╭─ Excerpted data

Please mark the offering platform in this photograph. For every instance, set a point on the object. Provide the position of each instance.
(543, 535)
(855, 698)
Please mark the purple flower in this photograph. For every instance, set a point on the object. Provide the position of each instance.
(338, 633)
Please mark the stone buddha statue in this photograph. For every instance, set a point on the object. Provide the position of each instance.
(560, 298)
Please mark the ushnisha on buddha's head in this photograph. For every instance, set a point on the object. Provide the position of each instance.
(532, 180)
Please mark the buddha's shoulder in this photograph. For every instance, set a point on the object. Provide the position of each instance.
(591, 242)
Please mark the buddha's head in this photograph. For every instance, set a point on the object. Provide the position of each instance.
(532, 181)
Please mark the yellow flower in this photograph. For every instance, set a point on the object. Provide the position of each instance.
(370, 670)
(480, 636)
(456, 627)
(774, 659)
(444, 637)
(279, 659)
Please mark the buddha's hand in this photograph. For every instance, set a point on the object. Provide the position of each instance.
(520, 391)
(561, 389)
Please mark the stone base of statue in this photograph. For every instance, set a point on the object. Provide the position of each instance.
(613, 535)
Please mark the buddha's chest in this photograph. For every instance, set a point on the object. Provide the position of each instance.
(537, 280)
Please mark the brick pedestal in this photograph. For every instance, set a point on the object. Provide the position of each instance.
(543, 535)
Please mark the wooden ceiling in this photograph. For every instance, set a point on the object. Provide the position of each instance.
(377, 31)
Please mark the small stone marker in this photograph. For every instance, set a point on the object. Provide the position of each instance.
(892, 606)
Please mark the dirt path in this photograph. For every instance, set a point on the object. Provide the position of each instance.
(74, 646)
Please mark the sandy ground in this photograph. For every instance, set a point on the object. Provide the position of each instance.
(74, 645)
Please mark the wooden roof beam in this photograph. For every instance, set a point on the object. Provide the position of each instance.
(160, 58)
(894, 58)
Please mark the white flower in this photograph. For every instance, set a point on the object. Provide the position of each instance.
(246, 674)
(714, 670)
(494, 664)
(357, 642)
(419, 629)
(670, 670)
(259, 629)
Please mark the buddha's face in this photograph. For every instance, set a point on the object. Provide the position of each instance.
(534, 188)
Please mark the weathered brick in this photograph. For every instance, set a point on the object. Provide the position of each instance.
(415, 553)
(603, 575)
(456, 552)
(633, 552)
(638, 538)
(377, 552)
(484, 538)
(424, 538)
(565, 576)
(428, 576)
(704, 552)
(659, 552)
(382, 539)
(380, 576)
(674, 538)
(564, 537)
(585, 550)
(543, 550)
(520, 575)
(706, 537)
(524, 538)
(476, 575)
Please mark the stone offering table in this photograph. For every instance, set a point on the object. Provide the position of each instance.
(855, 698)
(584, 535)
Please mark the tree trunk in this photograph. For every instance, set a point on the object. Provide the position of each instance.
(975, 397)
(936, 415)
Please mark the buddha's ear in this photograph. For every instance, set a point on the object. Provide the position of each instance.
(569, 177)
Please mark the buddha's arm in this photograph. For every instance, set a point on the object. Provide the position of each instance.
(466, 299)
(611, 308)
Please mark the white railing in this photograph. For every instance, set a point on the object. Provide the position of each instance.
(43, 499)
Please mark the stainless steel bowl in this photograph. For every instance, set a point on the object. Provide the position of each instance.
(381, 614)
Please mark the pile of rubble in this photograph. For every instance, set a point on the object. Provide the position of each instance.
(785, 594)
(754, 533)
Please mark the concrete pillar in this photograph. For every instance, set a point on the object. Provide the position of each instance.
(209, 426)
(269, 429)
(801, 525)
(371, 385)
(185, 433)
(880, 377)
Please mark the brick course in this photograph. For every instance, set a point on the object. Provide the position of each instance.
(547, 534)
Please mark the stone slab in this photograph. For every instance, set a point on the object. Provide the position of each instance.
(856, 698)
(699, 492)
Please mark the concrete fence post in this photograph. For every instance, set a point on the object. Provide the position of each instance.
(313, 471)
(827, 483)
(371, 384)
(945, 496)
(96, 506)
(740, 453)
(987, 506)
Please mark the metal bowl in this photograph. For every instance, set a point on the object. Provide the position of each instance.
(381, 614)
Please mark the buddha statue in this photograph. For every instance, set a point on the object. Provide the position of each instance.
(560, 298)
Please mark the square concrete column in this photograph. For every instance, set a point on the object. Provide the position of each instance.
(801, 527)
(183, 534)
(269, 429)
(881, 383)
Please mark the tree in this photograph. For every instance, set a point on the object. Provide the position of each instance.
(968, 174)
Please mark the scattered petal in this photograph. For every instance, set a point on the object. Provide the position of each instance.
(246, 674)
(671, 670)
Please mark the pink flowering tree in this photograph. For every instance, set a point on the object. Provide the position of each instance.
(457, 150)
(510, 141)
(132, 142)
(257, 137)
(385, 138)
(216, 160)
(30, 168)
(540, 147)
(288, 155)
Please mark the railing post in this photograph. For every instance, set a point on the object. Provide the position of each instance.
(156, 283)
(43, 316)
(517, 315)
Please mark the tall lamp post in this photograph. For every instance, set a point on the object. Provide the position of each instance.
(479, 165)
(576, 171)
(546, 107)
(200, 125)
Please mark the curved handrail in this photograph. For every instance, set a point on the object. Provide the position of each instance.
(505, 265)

╰─

> **Exercise directions**:
Line by line, transcribe all of the records exactly.

> **Written solution**:
Please mark the offering platform in this photograph. For every instance, set a point on the object. Provide the position of each instance.
(543, 535)
(855, 698)
Please mark the purple flower in this photograph. For every instance, set a point on the object. Provide the position of each instance.
(338, 633)
Please mark the stone buddha statue in this photograph. For every instance, set a point on the object. Provide the position of each instance.
(560, 298)
Please mark the ushnisha on buddha's head in this photograph. For every instance, set a point on the object. Provide the position of each instance.
(532, 180)
Please mark the buddha's shoulder in this photograph. For every instance, set a point on the object. Provide the position of each instance.
(591, 242)
Please mark the buddha's head in this photograph. For every instance, set a point on the object. Provide the position of each instance.
(532, 181)
Please mark the yellow flower in this photograph. For every instance, set a point on the object. Provide the position of each instance.
(370, 670)
(480, 636)
(456, 627)
(774, 659)
(444, 637)
(279, 659)
Please mark the buddha's hand in this photograph. For every instance, set a point on the object. Provide the position of each instance.
(520, 391)
(561, 389)
Please mark the stone base of statue in this photograph. For every instance, set a point on the object. Provide the position of each instance.
(613, 535)
Please mark the buddha's chest in this photograph. For every instance, set a point on the object. Provide the position of each instance.
(537, 280)
Please mark the brick pedestal in this photograph. For every instance, set a point on the object. Provide the position of each instance.
(543, 535)
Please mark the wooden ceiling in this photograph. For every instance, set a point on the object. Provide the position of each instance.
(377, 31)
Please mark the small stone marker in this photograph. For every instance, set a point on the object. Provide the position of each instance.
(892, 606)
Please mark the dirt path in this photograph. For every instance, set a point on the object. Provide the position of each instance.
(74, 646)
Please mark the sandy ground in this photograph. For every instance, set a point on the object. Provide the position of each instance.
(74, 645)
Please mark the wooden roof beam in this photograph. For every instance, set a point on the object. Provide the position of each instance.
(160, 58)
(894, 58)
Please mark the white flower in this photograph. For every instance, set a point on the object. Provide the position of each instance.
(246, 674)
(714, 670)
(494, 664)
(357, 642)
(419, 629)
(670, 670)
(259, 629)
Please mark the buddha's face in this photograph. For every instance, set a point on the object. Provide the position of each instance.
(534, 188)
Please mark the weathered brick in this photograph. For every instance, set a point on the object. Provide the position of each instance.
(415, 553)
(603, 575)
(456, 552)
(633, 552)
(638, 538)
(377, 552)
(484, 538)
(424, 538)
(565, 576)
(428, 576)
(704, 552)
(659, 552)
(382, 539)
(380, 576)
(674, 538)
(564, 537)
(585, 550)
(543, 550)
(520, 575)
(706, 537)
(524, 538)
(476, 575)
Please mark the stone offering table in this photograph. For every instance, set a point on the object. Provide the position of each instance.
(855, 698)
(584, 535)
Please mark the tree trunk in this photograph. For every instance, set a point on the object. Provide the position of each instance.
(975, 397)
(936, 415)
Please mark the buddha's ear in this photograph. For every instance, set a point on the object. Provide the position of each instance.
(569, 177)
Please mark the buddha's arm in this photograph. For every instance, set a point on the object. Provide the position of each instance.
(466, 299)
(611, 308)
Please mark the white railing in this photograph. For every instance, set a point on the object. Provide the position of each instance.
(43, 499)
Please mark the stainless steel bowl in this photograph. For every instance, set a point on the object. Provide the position of each instance.
(381, 614)
Please mark the pile of rubble in this photograph. For every instance, set a point on the object. Provide the position of each instance.
(785, 594)
(754, 533)
Please mark the concrete pillar in this photograph. For every instance, set a point on the object. Provide the position of each instance.
(209, 426)
(269, 429)
(801, 525)
(371, 385)
(185, 433)
(880, 377)
Please mark the brick course in this photograph. For every instance, set a point on the object. Provide the position of each instance.
(547, 534)
Please mark the stone slab in this photograph. For every instance, set a point on the object. Provide the position of each instance.
(856, 698)
(699, 492)
Please mark the concrete fence post in this photograph. For every instance, set a point on the object. Provide the position of each instance.
(313, 471)
(827, 483)
(371, 384)
(945, 496)
(96, 506)
(740, 453)
(987, 506)
Please mark the metal bowl in this photograph. For every instance, set a point on the object. Provide the position of each instance.
(381, 614)
Please mark the buddha statue in this photograph. For every instance, set a point on the object. Provide the position of each instance.
(560, 298)
Please mark the square concrete column in this photograph. For every instance, set a point on the object. Provide the position of each instance.
(801, 527)
(183, 534)
(269, 429)
(881, 383)
Please mark the tree in this photograph. For every instance, set a point on the object. Provide the position of each instance.
(968, 174)
Please mark the scattered petal in this photograph. For every instance, set a point on the object. Provide the position of each instance.
(246, 674)
(671, 670)
Please mark the pink flowering tree in this photograph. For every instance, set a point on the object. Provide the position of each instance.
(457, 150)
(510, 141)
(132, 142)
(257, 137)
(385, 138)
(216, 160)
(30, 168)
(540, 147)
(288, 155)
Please mark the railing post in this photograph. For every instance, set a point on the object. Provide the position of each instance.
(156, 283)
(43, 316)
(517, 315)
Please mark the tall lamp post in this photograph. For every instance, set a point on the object. Provide the position of each instance.
(479, 165)
(576, 171)
(546, 107)
(200, 125)
Please mark the curved handrail in this photograph. For every instance, set a point on the object. Provide the position of each instance.
(505, 265)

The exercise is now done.